Set task » Please copy out every one of the records below, line for line, without changing anything.

Given entries »
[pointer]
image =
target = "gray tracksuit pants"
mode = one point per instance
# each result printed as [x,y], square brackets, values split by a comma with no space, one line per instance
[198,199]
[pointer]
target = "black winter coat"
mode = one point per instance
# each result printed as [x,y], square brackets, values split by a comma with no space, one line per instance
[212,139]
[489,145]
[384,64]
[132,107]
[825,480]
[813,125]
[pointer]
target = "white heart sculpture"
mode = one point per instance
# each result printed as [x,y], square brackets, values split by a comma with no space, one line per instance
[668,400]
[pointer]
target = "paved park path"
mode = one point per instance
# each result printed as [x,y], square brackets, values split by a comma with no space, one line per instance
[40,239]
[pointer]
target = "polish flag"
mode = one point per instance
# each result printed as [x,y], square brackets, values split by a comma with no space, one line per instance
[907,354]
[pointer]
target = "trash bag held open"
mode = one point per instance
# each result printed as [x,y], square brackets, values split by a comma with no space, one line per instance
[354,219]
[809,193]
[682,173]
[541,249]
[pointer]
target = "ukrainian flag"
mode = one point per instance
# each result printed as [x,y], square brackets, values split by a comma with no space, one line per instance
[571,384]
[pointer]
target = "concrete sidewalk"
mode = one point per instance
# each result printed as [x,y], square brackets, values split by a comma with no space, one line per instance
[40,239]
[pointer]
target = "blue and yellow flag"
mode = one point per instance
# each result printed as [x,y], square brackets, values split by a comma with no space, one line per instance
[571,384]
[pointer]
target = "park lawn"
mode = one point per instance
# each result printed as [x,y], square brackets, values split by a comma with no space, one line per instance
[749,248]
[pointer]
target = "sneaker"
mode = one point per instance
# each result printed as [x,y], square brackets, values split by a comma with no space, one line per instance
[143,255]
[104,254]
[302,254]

Task response »
[pointer]
image =
target = "gray tracksuit pants"
mode = one point per instance
# each result printed as [x,y], square brackets, values split by a comma with no space, one line per instance
[198,199]
[pointer]
target = "black winter coat"
mode = one point per instance
# each result printed as [x,y], square brackets, values split by a comma with no space, one line per instance
[212,139]
[489,145]
[384,64]
[132,107]
[825,480]
[813,125]
[pointer]
target = "white heart sculpture"
mode = one point per instance
# each result printed as [x,y], square brackets, values split by a comma with no space, one line per instance
[668,400]
[pointer]
target = "paved park path"
mode = one point per instance
# each result printed as [x,y], square brackets, values split by a comma with no space, one line per instance
[40,239]
[pointer]
target = "polish flag"
mode = one point per instance
# each result printed as [x,y], square brackets, values split by a comma with no space, one line per instance
[907,354]
[pointer]
target = "trash bag held open"
mode = one point per instance
# each result printed as [x,y], square brackets, values split by a comma with no space, one line per instance
[354,219]
[809,193]
[682,173]
[541,249]
[pointer]
target = "ukrainian flag"
mode = one point per instance
# each result printed as [x,y], square brackets, values split by a comma with no space, one line per instance
[571,384]
[pointer]
target = "concrete sidewalk"
mode = one point per instance
# each result printed as [x,y], square brackets, values split by a comma with no space, one line per instance
[40,239]
[pointer]
target = "blue and yellow flag"
mode = one point per instance
# each result printed as [x,y], square brackets, values split by a comma with no space, one line per instance
[571,384]
[pointer]
target = "park lawn"
mode = one point per instance
# each result printed as [x,y], square brackets, values split by a comma with no space, one line per instance
[749,248]
[pointer]
target = "sneaker"
mode = one point per instance
# each result printed as [x,y], square brackets, values split by a comma with no space, one line per instance
[143,255]
[104,254]
[302,254]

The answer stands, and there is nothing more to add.